What to produce
Exact copy, pictures excluded: reproduce every record below.

○ ○ ○ ○

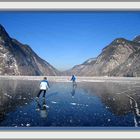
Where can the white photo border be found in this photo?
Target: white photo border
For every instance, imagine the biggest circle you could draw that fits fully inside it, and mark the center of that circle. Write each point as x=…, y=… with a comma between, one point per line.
x=69, y=6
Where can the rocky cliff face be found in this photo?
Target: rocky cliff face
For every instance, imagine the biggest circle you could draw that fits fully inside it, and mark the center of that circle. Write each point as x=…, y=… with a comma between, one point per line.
x=19, y=59
x=120, y=58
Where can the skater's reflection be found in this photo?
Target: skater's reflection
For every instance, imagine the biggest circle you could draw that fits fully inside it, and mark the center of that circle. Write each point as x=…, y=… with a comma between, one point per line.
x=42, y=108
x=74, y=86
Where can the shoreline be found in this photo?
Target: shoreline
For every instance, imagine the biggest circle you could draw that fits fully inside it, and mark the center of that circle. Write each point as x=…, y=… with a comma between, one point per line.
x=79, y=79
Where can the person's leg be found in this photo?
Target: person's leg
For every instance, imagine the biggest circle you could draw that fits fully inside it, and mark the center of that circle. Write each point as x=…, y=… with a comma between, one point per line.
x=44, y=93
x=39, y=93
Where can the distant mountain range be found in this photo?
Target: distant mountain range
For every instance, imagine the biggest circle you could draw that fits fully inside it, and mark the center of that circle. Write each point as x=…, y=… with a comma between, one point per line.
x=120, y=58
x=19, y=59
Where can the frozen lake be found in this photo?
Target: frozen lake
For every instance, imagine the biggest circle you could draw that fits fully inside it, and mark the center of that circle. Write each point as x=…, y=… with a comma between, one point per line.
x=89, y=104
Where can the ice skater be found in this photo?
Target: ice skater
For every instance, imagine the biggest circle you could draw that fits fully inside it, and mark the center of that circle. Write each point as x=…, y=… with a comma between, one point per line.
x=42, y=109
x=73, y=79
x=44, y=86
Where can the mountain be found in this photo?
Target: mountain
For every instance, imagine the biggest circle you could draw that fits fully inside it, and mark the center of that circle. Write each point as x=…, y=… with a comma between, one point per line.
x=19, y=59
x=119, y=58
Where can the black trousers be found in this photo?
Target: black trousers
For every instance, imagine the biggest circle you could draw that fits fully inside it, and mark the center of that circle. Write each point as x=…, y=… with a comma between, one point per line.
x=40, y=93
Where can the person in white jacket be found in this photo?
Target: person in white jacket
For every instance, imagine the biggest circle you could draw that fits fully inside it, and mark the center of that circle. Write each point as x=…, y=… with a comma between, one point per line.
x=44, y=86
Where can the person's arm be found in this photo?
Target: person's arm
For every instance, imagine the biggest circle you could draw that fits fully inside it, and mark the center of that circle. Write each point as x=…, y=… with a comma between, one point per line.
x=48, y=84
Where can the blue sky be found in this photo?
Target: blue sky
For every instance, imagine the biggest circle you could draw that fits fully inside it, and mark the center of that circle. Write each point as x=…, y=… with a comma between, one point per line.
x=65, y=39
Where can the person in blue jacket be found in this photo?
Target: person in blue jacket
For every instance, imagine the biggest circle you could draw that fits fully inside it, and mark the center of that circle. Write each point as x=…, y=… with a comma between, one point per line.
x=44, y=86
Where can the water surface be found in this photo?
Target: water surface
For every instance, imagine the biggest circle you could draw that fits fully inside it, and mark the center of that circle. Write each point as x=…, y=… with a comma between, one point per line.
x=102, y=104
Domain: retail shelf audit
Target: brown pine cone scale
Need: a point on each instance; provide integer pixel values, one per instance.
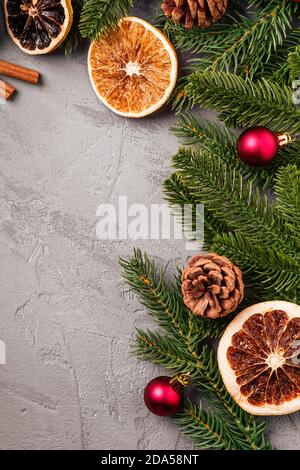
(192, 13)
(212, 286)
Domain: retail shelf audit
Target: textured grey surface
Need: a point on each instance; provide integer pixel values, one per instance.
(66, 316)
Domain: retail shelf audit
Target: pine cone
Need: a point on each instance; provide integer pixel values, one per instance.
(212, 286)
(200, 13)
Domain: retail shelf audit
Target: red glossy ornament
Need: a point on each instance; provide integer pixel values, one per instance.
(161, 397)
(258, 146)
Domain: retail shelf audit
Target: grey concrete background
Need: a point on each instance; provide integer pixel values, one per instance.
(66, 317)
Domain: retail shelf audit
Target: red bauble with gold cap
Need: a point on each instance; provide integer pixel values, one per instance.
(163, 395)
(258, 145)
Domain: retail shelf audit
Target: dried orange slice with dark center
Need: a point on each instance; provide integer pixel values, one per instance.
(133, 69)
(259, 358)
(38, 26)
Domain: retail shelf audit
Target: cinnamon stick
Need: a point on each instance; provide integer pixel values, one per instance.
(16, 71)
(6, 90)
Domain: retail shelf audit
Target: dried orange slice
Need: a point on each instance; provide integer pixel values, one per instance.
(259, 358)
(133, 69)
(38, 26)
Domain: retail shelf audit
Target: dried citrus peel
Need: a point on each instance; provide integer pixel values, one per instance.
(133, 69)
(259, 358)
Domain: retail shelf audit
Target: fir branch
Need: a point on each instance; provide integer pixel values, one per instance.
(228, 197)
(294, 64)
(258, 40)
(271, 273)
(288, 199)
(98, 16)
(241, 45)
(222, 142)
(243, 102)
(205, 428)
(246, 432)
(277, 68)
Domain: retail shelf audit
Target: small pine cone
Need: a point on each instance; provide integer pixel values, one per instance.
(192, 13)
(212, 286)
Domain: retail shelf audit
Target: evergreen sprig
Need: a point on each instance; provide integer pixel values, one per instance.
(183, 348)
(74, 36)
(242, 223)
(218, 140)
(98, 16)
(243, 102)
(240, 44)
(294, 64)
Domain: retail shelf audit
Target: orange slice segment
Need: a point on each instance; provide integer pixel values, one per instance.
(38, 26)
(259, 358)
(133, 69)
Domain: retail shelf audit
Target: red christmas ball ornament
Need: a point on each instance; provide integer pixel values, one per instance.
(163, 395)
(258, 146)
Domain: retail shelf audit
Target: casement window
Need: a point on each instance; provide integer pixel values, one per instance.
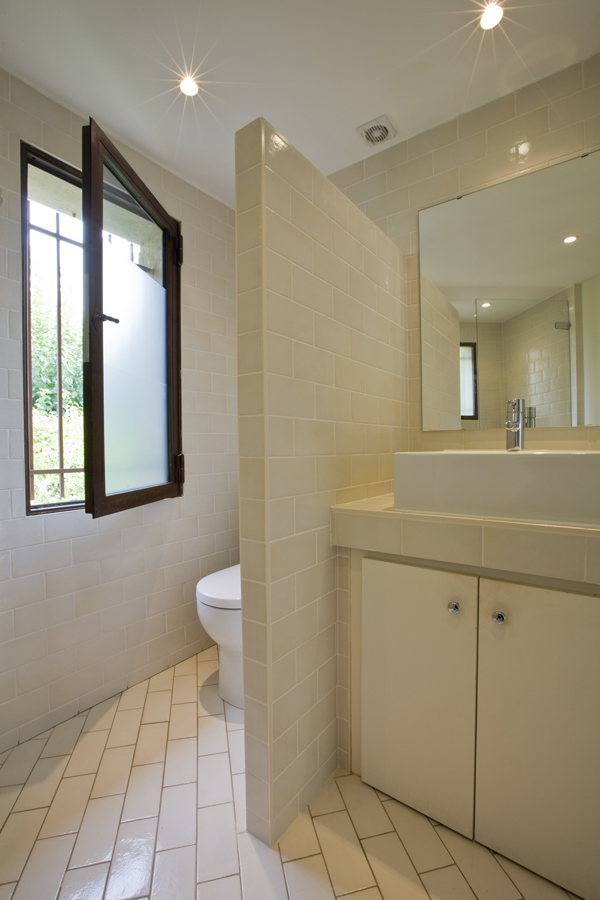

○ ○ ○ ○

Answer to the problem
Where can the white photo border be found in this photo?
Target: white photo border
For every instance, imagine the biggest circle you could draw that fits fully inside it, and mark the center of that circle. Write each point as x=…, y=… with a comma between, one point per line.
x=69, y=6
Where can the rocky cliff face be found in this photo?
Target: rocky cliff face
For every instance, imagine the biggest circle you could draw that fits fully inside it, and mark the center of that circle. Write each point as x=…, y=… with a comma between, one point per line.
x=19, y=59
x=120, y=58
Where can the skater's reflection be found in this photo?
Target: skater's reflection
For every instance, imagine the biggest circle you could draw that fits fully inside it, and mark the center of that circle. Write each point as x=…, y=… with a comma between, one point per line.
x=42, y=108
x=74, y=86
Where can the shoreline be found in this photo?
Target: shoreline
For every instance, imagine the biggest circle you could draw that fits fully inside it, and mark the center of that circle. Write each point as x=…, y=… with a comma between, one point per line.
x=79, y=79
Where can the person's leg be found in this photo?
Target: person's leg
For every instance, imagine the biggest circle you could draw that fits fully inside it, and mark the center of that circle. Write each point as x=…, y=… with a comma between, one point per line.
x=44, y=93
x=39, y=93
Where can the distant mountain range be found in this photo?
Target: distant mountain range
For every instance, imagine the biggest circle you could draw that fits fully inside it, and mark the center of that circle. Write each point as x=…, y=… with a comma between, one point per line.
x=120, y=58
x=19, y=59
Where can the frozen lake be found in this photo?
Target: frozen lake
For every instance, imagine the biggest circle you could draw that fits fully inside it, and mark the center of that circle. Write each point as x=…, y=… with a comma between, one point per line.
x=89, y=104
Where can the ice skater be found in this photo?
Target: ice skater
For every instance, imagine the biggest circle you could draw that fits fully inside it, and mark the center of that circle. Write each point as x=…, y=… with a comma between, one point per line.
x=42, y=109
x=73, y=79
x=44, y=86
Where can the mountain be found in this photo?
Target: mountain
For every instance, imagine the biggest circle you could draw that fits fully inside it, and mark the center of that circle. Write each point as x=…, y=… with a comma between, one point per line.
x=19, y=59
x=119, y=58
Where can the black trousers be found in this photo?
Target: black trousers
For every instance, imagine the biggest circle you could draw that fits fully inside it, and mark the center of that circle. Write each point as x=…, y=… with a comma between, one point per line.
x=40, y=93
Where can the person in white jacket be found in this photo?
Target: person in white jacket
For every instance, imagine the biggest circle you could draw that fits fully inside it, and mark the center of that circle. Write each point as x=…, y=… with a comma between, one point per line.
x=44, y=86
Where can the person's arm be found in this photo?
Target: person's arm
For every instance, imagine the biggest circle you could draw that fits fully inside it, and mark the center of that circle. Write each point as x=…, y=… with a comma between, one point per line.
x=48, y=84
Where can the blue sky be found in this photo?
Target: blue sky
For every instance, imagine the biggest circle you could draw that fits fully inside it, and mark the center of that circle. Write each point as x=…, y=… with a comma between, one point per line.
x=65, y=39
Where can the person in blue jacket be found in this photo?
Target: person in blue jacket
For every instance, imagine the biggest circle you could draw that fits fully inside it, and mark the center of that circle. Write each point as x=…, y=… with a comma between, one point per line.
x=44, y=86
Where can the water surface be found in this photo?
Target: water surface
For every instance, imagine the biggest circle you could draw that fits fully inside it, and mark the center of that circle. Write each point as x=…, y=… with a comma between, one point per line.
x=102, y=104
Domain: retail shelf audit
Target: brown pine cone scale
Need: a point on each instance; provide integer pixel values, one per instance.
(192, 13)
(212, 286)
Domain: retail shelf audit
Target: textured grey surface
Need: a point on each instance; provide integer pixel values, one per instance.
(66, 316)
Domain: retail shelf audit
Target: pine cone
Need: a point on each instance; provide integer pixel values, one per instance.
(212, 286)
(200, 13)
Domain: retail shelf audit
Target: red glossy ornament
Need: a point on each instance; provide integer pixel values, one per instance.
(161, 397)
(258, 146)
Domain: retail shelf audit
Target: grey concrete background
Need: a point on each instance; provide integer pixel values, one per instance.
(66, 317)
Domain: retail shelf audit
Target: red bauble with gold cap
Need: a point on each instance; provide integer pixel values, one per instance.
(163, 395)
(258, 145)
Domain: retail shelf audit
Target: dried orange slice with dark center
Need: a point on each instance; provide integer pixel values, one per instance.
(133, 69)
(259, 358)
(38, 26)
Domain: retail shelf audit
Target: cinnamon stick
Need: a point on each instance; provide integer pixel values, one per instance.
(16, 71)
(6, 90)
Domain: retail shelf audit
Target: dried orange slice
Need: a point on each instance; provide integer pixel values, one per instance.
(259, 358)
(133, 69)
(38, 26)
Domain: retail shelf audit
Target: dried citrus peel
Need: a point on each instance; provide integer pixel values, one per instance.
(133, 69)
(259, 358)
Domain: retail shelf audit
Target: fir branch
Need: a point on each instance; provide integer pixel values, one per instance.
(228, 197)
(294, 64)
(258, 40)
(271, 273)
(288, 199)
(98, 16)
(241, 45)
(222, 142)
(243, 102)
(205, 428)
(246, 432)
(277, 68)
Domain: retail shelf audit
Target: small pine cone
Need: a point on each instance; provide integer pixel values, one per instance.
(192, 13)
(212, 286)
Domain: retail shelf audit
Target: evergreen sprig
Need: a point on each instance; provide integer pixel values, one per instance.
(183, 348)
(74, 36)
(242, 223)
(218, 140)
(98, 16)
(243, 102)
(240, 44)
(294, 64)
Domain: retail shelf audit
Target: orange slice segment
Need: a point on each instance; provide integer pixel values, one per instance.
(38, 26)
(259, 358)
(133, 69)
Domain: retail shelf audit
Target: red christmas ball ornament
Need: a point on each instance; provide integer pixel values, one per instance.
(163, 395)
(258, 146)
Domain: retail shelf audit
Target: casement window
Need: a point on each instance; provide integer pixel values, one per instance.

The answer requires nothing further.